-- start DATA ENTRIES --
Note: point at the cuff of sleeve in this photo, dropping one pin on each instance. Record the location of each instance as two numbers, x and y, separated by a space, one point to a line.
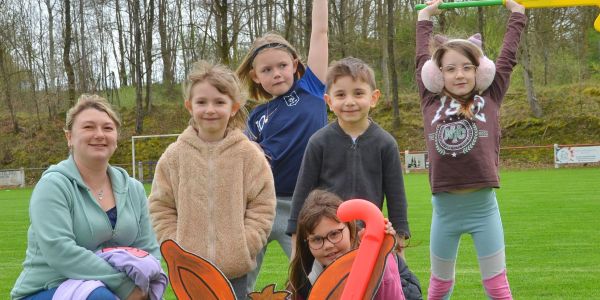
124 289
403 230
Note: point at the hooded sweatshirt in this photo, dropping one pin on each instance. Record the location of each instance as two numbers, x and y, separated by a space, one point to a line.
216 200
68 226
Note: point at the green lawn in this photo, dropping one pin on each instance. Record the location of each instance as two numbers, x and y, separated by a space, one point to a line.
552 230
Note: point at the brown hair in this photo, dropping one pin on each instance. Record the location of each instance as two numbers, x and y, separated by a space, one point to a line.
270 40
319 204
353 67
86 101
468 50
225 81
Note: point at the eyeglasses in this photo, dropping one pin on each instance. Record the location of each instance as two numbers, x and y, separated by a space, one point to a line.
452 69
335 236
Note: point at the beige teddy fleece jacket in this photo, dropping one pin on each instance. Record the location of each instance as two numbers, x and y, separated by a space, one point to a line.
216 200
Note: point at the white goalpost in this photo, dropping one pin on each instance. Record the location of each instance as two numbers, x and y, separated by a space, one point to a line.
137 137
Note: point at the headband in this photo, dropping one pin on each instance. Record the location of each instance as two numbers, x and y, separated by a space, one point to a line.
268 46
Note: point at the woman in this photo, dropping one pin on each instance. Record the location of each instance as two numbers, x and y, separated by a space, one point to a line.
82 205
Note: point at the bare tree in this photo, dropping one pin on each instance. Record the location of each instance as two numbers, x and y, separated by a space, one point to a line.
149 22
136 20
167 43
220 10
392 62
536 110
67 51
5 60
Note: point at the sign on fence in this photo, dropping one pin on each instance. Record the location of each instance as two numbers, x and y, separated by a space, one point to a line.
576 155
12 178
415 161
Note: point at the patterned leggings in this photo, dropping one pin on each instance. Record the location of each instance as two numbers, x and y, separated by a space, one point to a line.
475 213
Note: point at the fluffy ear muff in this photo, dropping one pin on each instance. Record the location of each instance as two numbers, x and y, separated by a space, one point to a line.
485 74
432 77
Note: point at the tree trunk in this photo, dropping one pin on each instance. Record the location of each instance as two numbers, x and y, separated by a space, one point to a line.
4 58
51 60
122 69
136 21
83 59
289 21
381 21
166 47
307 24
220 9
149 21
67 52
392 63
481 26
536 110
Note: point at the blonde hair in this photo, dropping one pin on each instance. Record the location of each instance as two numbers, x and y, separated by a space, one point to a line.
353 67
86 101
268 41
225 81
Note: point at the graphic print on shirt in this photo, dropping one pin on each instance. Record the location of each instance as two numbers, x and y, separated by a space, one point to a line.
455 135
292 99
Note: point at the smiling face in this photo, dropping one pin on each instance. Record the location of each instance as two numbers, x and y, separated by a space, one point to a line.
351 101
459 73
211 111
274 70
93 136
329 252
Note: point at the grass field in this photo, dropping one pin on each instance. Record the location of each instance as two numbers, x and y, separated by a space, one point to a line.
552 230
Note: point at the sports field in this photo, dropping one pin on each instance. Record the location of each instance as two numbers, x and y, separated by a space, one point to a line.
552 229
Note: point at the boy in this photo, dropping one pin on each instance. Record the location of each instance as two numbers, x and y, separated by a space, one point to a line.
352 156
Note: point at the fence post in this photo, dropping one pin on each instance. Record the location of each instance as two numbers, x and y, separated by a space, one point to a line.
556 164
406 161
140 171
22 177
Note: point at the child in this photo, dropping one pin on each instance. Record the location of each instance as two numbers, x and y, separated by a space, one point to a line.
461 93
213 190
322 238
353 157
294 109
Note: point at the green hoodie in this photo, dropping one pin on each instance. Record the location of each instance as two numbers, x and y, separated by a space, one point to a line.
67 226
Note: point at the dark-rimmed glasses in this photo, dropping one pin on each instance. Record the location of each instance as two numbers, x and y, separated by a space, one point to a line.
335 236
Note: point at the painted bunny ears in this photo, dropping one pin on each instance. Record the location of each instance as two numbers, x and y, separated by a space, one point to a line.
432 77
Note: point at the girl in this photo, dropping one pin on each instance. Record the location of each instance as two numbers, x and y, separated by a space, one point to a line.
213 189
322 238
461 92
292 109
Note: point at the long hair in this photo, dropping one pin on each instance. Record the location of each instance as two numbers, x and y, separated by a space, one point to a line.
270 40
468 50
319 204
225 81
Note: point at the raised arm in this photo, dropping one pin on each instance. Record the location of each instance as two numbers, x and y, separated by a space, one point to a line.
507 59
424 29
318 53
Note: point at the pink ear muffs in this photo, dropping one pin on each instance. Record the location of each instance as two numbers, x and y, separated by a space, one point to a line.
433 79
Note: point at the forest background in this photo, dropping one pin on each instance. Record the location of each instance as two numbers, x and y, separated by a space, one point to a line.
136 53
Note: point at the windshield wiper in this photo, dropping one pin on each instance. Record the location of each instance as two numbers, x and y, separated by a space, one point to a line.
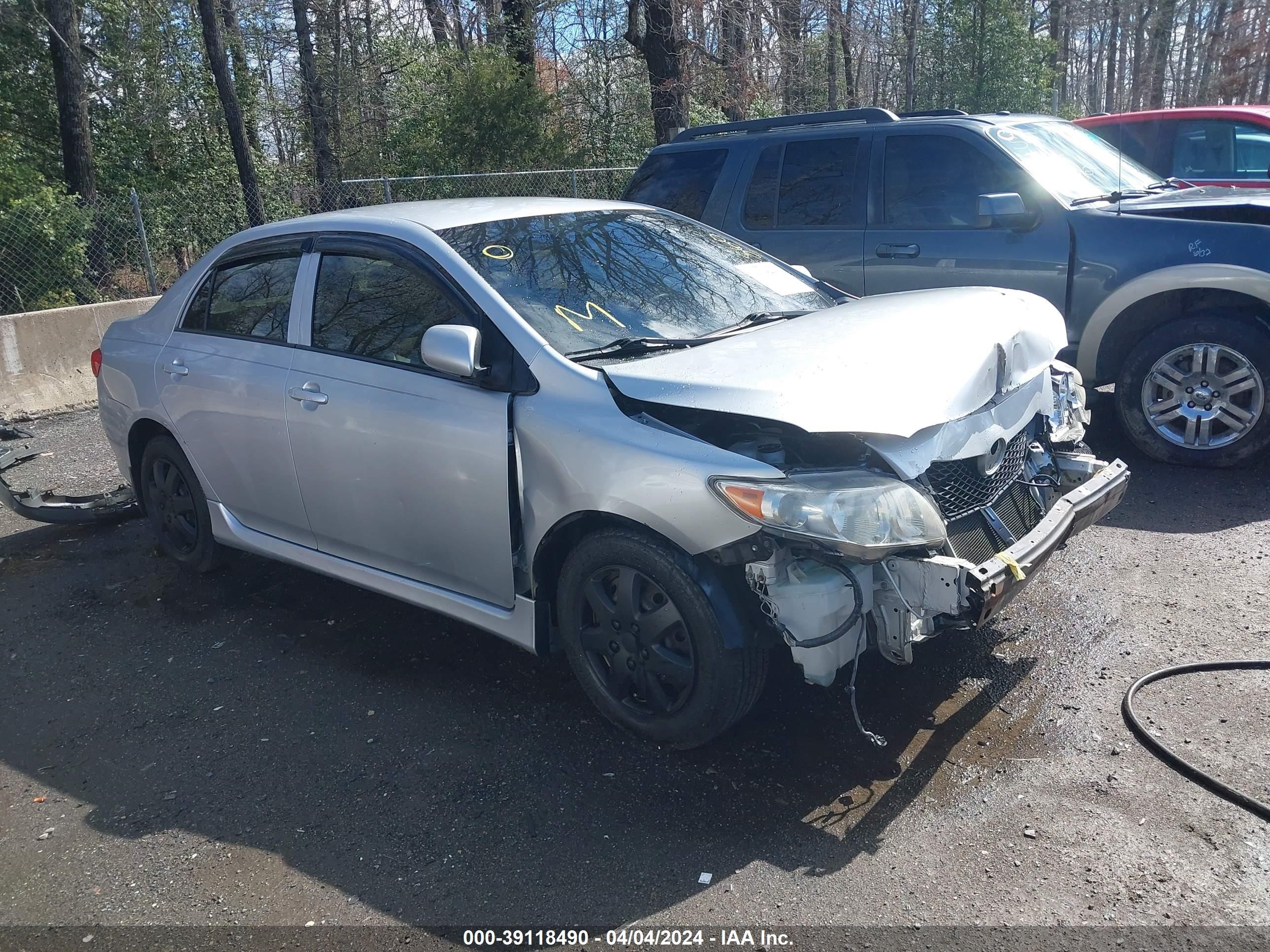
-- end DATA ENTRIES --
● **WORK INSTRUCTIONS**
Locate every line in the records above that contains the string "green", treating uppercase and lowercase as distinct, and copy each such line.

● **EXERCISE SOLUTION**
Note: point at the green lawn in this photo, dropping one pin on each instance. Record the location of each instance as two numbers, x and y, separated by a space, one point to a line.
Note: point at the green hoodie in this photo, dropping one pin on each instance. Record the location of each instance as two numbers, x and y, separated by a space, one point to a line.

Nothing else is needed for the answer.